---- Task material

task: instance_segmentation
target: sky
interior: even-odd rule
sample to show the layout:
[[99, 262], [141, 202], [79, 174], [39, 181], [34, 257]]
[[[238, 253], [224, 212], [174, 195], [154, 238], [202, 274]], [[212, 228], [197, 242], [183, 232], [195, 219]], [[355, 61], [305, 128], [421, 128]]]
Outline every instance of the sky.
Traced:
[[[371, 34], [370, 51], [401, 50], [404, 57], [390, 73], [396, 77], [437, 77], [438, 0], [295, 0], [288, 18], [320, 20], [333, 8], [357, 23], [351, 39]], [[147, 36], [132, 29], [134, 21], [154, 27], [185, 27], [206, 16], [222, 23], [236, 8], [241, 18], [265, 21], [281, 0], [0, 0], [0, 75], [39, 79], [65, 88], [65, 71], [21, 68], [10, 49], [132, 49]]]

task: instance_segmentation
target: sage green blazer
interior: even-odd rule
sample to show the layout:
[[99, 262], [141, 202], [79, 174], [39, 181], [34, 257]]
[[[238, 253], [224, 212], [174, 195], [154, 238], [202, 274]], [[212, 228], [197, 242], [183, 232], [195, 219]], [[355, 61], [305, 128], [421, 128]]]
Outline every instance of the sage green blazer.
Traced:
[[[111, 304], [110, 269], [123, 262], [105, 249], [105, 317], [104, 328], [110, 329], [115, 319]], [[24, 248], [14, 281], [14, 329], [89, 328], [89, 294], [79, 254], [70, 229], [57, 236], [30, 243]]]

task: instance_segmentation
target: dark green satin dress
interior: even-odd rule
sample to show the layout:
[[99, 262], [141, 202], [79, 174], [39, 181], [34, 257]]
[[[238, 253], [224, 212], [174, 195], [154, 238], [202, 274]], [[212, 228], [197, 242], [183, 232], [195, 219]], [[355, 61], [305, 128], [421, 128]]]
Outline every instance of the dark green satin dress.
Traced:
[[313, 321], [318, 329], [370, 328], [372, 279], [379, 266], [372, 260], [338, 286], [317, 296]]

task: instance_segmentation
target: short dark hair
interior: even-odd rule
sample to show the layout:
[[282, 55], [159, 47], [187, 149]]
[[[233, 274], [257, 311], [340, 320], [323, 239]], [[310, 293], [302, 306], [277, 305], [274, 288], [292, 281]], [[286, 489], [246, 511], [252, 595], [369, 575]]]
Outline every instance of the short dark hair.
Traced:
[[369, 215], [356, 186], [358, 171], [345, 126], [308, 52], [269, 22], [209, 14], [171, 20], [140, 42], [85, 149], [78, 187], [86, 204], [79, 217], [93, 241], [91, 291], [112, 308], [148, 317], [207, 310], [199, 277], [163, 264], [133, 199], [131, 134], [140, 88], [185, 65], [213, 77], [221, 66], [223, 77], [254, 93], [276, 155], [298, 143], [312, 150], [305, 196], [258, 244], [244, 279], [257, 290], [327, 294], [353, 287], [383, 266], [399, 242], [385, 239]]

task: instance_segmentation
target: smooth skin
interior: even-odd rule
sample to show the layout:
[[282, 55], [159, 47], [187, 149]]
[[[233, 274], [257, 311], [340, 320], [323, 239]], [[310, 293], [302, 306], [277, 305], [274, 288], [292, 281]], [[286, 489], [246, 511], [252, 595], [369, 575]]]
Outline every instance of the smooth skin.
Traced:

--------

**Written instruction**
Render every line of the records above as a Markdown table with the columns "Row" and "Record line", numbering the rows and omitting blank lines.

**Result of this exercise**
| Row | Record line |
|---|---|
| 1 | task: instance_segmentation |
| 2 | target: sky |
| 3 | interior: even-odd rule |
| 4 | sample to show the layout: |
| 5 | [[99, 262], [141, 202], [79, 174], [39, 181], [34, 257]] |
| 6 | [[[238, 253], [224, 212], [174, 195], [154, 238], [202, 274]], [[212, 228], [197, 242], [183, 232], [195, 219]], [[355, 61], [305, 128], [421, 128]]] |
| 7 | Outline every instance of the sky. |
| 8 | Traced: |
| 9 | [[[371, 34], [370, 51], [401, 50], [404, 57], [390, 73], [396, 77], [437, 77], [438, 0], [295, 0], [288, 18], [320, 20], [333, 8], [357, 23], [351, 39]], [[147, 36], [132, 29], [134, 21], [154, 27], [185, 27], [206, 16], [222, 23], [236, 8], [241, 18], [265, 21], [281, 0], [0, 0], [0, 75], [39, 79], [65, 88], [65, 71], [21, 68], [10, 49], [132, 49]]] |
| 10 | task: instance_segmentation |
| 11 | target: sage green blazer |
| 12 | interior: even-odd rule |
| 13 | sample to show the layout: |
| 14 | [[99, 262], [141, 202], [79, 174], [39, 181], [34, 257]] |
| 15 | [[[238, 253], [224, 212], [174, 195], [154, 238], [202, 274]], [[212, 228], [197, 242], [183, 232], [195, 219]], [[355, 61], [305, 128], [421, 128]]] |
| 16 | Outline every instance of the sage green blazer. |
| 17 | Traced: |
| 18 | [[[111, 304], [110, 269], [123, 262], [105, 249], [105, 317], [104, 328], [110, 329], [115, 319]], [[24, 248], [14, 281], [14, 329], [89, 328], [89, 294], [79, 254], [70, 229], [57, 236], [30, 243]]] |
| 19 | task: instance_segmentation |
| 20 | target: dark green satin dress |
| 21 | interior: even-odd rule |
| 22 | sample to show the layout: |
| 23 | [[99, 262], [141, 202], [79, 174], [39, 181], [34, 257]] |
| 24 | [[[238, 253], [224, 212], [174, 195], [154, 238], [202, 274]], [[212, 228], [197, 242], [183, 232], [195, 219]], [[355, 61], [305, 128], [421, 128]]] |
| 25 | Outline every instance of the dark green satin dress. |
| 26 | Traced: |
| 27 | [[313, 321], [318, 329], [370, 328], [372, 279], [379, 266], [372, 260], [338, 286], [317, 296]] |
| 28 | task: instance_segmentation |
| 29 | target: short dark hair |
| 30 | interior: even-odd rule |
| 31 | sample to show the layout: |
| 32 | [[282, 55], [159, 47], [187, 149]] |
| 33 | [[[233, 274], [257, 311], [340, 320], [323, 239]], [[310, 293], [302, 306], [277, 305], [274, 288], [292, 281]], [[286, 489], [246, 511], [252, 595], [369, 575]]] |
| 34 | Outline every instance of the short dark hair. |
| 35 | Traced: |
| 36 | [[369, 215], [356, 186], [358, 171], [345, 126], [308, 52], [269, 22], [209, 14], [171, 20], [140, 42], [85, 149], [78, 187], [86, 204], [79, 217], [93, 241], [91, 291], [112, 308], [148, 317], [207, 310], [199, 277], [163, 264], [133, 199], [131, 134], [140, 88], [185, 65], [213, 77], [221, 66], [223, 77], [254, 93], [276, 155], [298, 143], [312, 150], [305, 196], [258, 244], [244, 279], [257, 290], [327, 294], [353, 287], [383, 266], [399, 242], [385, 239]] |
| 37 | task: instance_segmentation |
| 38 | target: smooth skin |
| 39 | interior: even-odd rule |
| 40 | sample to show the layout: |
| 41 | [[282, 55], [159, 47], [187, 149]] |
| 42 | [[[233, 274], [257, 311], [340, 320], [323, 239]], [[310, 293], [302, 306], [277, 305], [274, 288], [292, 281]], [[286, 489], [246, 511], [252, 595], [369, 575]]] |
| 43 | Outline every instance of the smooth skin. |
| 44 | Traced: |